====== Ausgewählter Abschnitt ======

München – Die Nase läuft, der Hals kratzt, der Kopf schmerzt, manchmal kommt auch noch quälender Husten dazu. Obwohl sich der goldenen Oktober mit sommerlichen Temperaturen von seiner besten Seite zeigt, geben sich in den Praxen der oberbayerischen Hausärzte die Patienten wieder einmal die Türklinke in die Hand. Corona ist nach wie vor präsent, dazu kommen Erkältungskrankheiten – und auch die Grippesaison ist angelaufen. „Ich hatte allein in den vergangenen Tagen 60 Personen, die ich wegen ihrer Infekte behandeln musste“, sagt Dr. Bernhard Popp, der in Garmisch-Partenkirchen praktiziert. „Mein Wartezimmer ist voll.“
Einen ähnlichen Ansturm erlebt Professor Dr. Jörg Schelling. Auch dem ehemaligen Direktor des Instituts für Allgemeinmedizin der LMU, der in einer Gemeinschaftspraxis in Martinsried (Landkreis München) arbeitet, rennen die Patienten das Sprechzimmer ein. „Ich teile die Erfahrungen des Kollegen uneingeschränkt.“ Die Belastungen für die Mediziner und das Personal, die nach den diversen Corona-Wellen zuletzt etwas durchschnaufen konnten, ist enorm gestiegen. Neben Corona- und Grippeimpfungen sowie der großen Zahl an Erkältungskrankheiten müssen auch die Patienten, die an anderen Dingen leiden, behandelt werden. „Wir werden auch das schaffen“, sagt Schelling.
Noch machen die Grippekranken nur einen kleinen Bruchteil der Patienten aus. Bald könnte die Influenza, die sich nur durch einen Labortest eindeutig bestimmen lässt, allerdings wieder eine größere Rolle spielen. Wie schwer die Welle ausfallen wird, gleicht (noch) einem Blick in die Glaskugel. „Wir haben aber gesehen, dass es in Australien, wo die Grippe üblicherweise in unseren Sommermonaten vorherrscht, relativ viele Erkrankungen gegeben hat“, sagt Schelling. Ähnliches könne auf Deutschland zukommen.

====== Angezeigte Angaben ======

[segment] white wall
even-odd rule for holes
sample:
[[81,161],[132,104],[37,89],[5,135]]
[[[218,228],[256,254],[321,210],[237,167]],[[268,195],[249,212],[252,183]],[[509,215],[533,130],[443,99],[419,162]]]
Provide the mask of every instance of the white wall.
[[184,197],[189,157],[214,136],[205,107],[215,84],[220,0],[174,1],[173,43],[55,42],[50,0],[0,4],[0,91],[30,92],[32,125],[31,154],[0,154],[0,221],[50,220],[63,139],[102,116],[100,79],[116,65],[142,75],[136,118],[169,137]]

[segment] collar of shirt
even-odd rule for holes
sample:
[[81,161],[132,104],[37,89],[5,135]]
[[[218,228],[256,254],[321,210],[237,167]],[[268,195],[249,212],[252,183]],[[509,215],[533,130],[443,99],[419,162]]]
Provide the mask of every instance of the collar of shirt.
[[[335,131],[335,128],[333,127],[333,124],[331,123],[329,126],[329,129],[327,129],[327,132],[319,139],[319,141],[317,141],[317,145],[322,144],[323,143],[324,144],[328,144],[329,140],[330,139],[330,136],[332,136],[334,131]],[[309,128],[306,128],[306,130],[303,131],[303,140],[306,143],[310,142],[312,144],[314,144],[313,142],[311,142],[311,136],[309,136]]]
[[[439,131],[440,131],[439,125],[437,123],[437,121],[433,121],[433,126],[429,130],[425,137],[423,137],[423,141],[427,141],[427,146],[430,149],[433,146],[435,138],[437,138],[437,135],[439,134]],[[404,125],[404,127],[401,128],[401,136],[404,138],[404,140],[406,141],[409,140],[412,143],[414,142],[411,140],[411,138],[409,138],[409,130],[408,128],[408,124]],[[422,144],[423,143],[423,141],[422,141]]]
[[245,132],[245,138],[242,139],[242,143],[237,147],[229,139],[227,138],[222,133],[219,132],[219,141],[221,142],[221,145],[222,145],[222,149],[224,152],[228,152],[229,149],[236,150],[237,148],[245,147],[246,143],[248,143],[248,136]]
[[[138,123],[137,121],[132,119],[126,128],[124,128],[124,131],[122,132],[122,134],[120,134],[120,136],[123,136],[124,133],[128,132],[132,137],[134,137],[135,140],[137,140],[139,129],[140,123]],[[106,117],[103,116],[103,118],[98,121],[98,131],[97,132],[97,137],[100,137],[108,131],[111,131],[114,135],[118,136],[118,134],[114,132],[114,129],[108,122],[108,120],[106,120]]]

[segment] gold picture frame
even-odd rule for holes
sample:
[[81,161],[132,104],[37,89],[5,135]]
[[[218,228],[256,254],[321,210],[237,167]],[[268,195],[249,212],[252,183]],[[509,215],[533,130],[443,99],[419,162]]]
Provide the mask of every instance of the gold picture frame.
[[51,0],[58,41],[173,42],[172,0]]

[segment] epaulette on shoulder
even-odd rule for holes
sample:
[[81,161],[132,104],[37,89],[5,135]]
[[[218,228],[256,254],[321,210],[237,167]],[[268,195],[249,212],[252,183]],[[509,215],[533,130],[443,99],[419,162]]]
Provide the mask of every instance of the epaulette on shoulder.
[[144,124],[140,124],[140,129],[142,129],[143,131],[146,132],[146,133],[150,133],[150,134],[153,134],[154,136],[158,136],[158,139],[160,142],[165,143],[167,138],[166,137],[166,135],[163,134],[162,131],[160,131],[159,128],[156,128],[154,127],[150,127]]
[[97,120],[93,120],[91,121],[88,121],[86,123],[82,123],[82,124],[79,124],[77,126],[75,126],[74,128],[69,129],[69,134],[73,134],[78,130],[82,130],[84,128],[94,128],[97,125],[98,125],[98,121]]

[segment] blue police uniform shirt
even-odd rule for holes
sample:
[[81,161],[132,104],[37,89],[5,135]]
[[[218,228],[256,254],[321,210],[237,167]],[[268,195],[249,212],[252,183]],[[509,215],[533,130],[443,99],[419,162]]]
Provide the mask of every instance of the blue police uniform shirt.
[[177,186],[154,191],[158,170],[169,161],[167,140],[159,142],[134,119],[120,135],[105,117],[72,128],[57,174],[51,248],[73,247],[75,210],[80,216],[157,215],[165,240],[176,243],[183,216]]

======

Aufgabe:
Beantworten Sie diese Fragen zum Text über die Infektwelle in oberbayerischen Hausarztpraxen:
1. Wie viele Personen musste Dr. Bernhard Popp nach eigener Aussage in den vergangenen Tagen wegen ihrer Infekte behandeln?
2. In welchem Ort arbeitet Professor Dr. Jörg Schelling in einer Gemeinschaftspraxis?
3. Wodurch lässt sich die Influenza laut Text eindeutig bestimmen?

Antwort:
1. 60 Personen.
2. In Martinsried (Landkreis München).
3. Nur durch einen Labortest.